### Texto de la página
+---+

No confunda las historias con los hechos. A veces no cuestionamos las historias porque las vemos como hechos inmutables. Cuando creamos historias en un abrir y cerrar de ojos, podemos quedar tan atrapados en el instante que comenzamos a creer que las historias son hechos. Las sentimos como hechos. Confundimos las conclusiones objetivas con los datos puros y duros. Por ejemplo, al intentar discernir entre hechos e historia, María, que se siente intimidada por un colega de trabajo, podría decir: “Es un cerdo machista, ¡eso es un hecho! ¡Preguntadle a cualquiera que haya visto cómo me trata!”.
“Es un cerdo machista” no es un hecho. Es la historia que María ha creado para dar sentido a los hechos que vive. Los hechos podrían significar casi cualquier cosa. Otros podían observar las interacciones de María con su compañero y elaborar historias diferentes.
Para separar los hechos de la historia, vuelva a la auténtica fuente de sentimientos. Ponga a prueba sus ideas con un criterio sencillo: ¿puede ver u oír esto que llama un hecho? ¿Se trataba de una verdadera conducta?
Identifique la historia estando alerta a las palabras “calientes”. He aquí otro consejo. Para no confundir la historia con los hechos, puede decir: “Me lanzó una mirada agresiva” o “hizo un comentario sarcástico”. Palabras como “agresivo” o “sarcástico” son términos calientes. Expresan juicios y atribuciones que, a su vez, crean emociones intensas. Son una historia, no hechos. Observe qué diferente es cuando dice: “Cerró firmemente los ojos y apretó los labios”, en contraste con “Me miró de forma agresiva”.
Atento a tres historias “ingeniosas”. A medida que comenzamos a entender por qué las personas hacen lo que hacen (o, igualmente importante, por qué hacemos lo que hacemos), con el tiempo y la experiencia perfeccionamos nuestra capacidad de elaborar explicaciones que nos son muy útiles. O nuestras historias son totalmente acertadas y nos impulsan en direcciones positivas, o son bastante poco acertadas pero justifican nuestra conducta actual, lo cual nos hace sentir bien con nosotros mismos y no suscita ninguna necesidad de cambiar.

+---+

### Datos de entrada
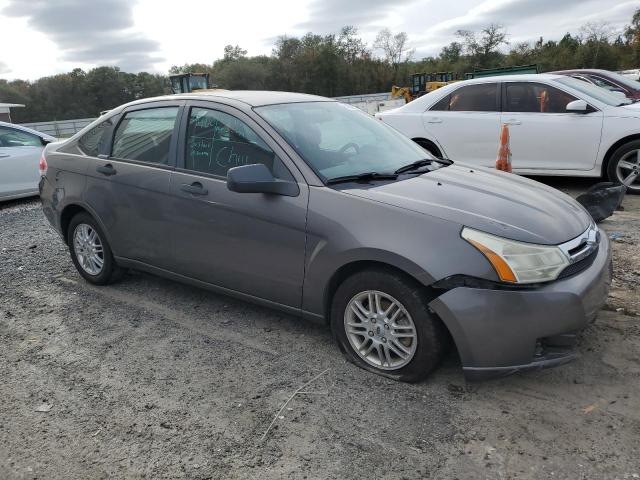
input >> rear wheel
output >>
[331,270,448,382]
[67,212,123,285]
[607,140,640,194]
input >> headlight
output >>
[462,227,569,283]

+---+

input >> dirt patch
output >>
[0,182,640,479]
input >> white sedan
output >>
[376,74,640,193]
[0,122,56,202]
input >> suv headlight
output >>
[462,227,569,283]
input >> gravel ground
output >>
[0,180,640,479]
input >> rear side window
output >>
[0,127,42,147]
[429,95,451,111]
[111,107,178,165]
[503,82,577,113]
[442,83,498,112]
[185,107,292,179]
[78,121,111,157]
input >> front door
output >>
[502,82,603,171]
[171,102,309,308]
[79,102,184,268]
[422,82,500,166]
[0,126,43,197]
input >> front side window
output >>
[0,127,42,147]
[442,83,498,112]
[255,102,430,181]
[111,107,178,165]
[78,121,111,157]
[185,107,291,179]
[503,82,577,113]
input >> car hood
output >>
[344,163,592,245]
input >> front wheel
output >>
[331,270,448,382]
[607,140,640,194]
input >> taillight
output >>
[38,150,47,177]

+---+

### Problema planteado A
Según el texto sobre historias y hechos, ¿con qué criterio sencillo se ponen a prueba las ideas para separar los hechos de la historia?
### Problema planteado B
Reproduzca literalmente los registros desde la línea que contiene "input >> suv headlight" hasta la línea que contiene "[0,126,43,197]", ambas incluidas.

### Resultado esperado A
Preguntándose si aquello que se llama un hecho se puede ver u oír.

### Resultado esperado B
input >> suv headlight
output >>
[462,227,569,283]
input >> gravel ground
output >>
[0,180,640,479]
input >> rear side window
output >>
[0,127,42,147]
[429,95,451,111]
[111,107,178,165]
[503,82,577,113]
[442,83,498,112]
[185,107,292,179]
[78,121,111,157]
input >> front door
output >>
[502,82,603,171]
[171,102,309,308]
[79,102,184,268]
[422,82,500,166]
[0,126,43,197]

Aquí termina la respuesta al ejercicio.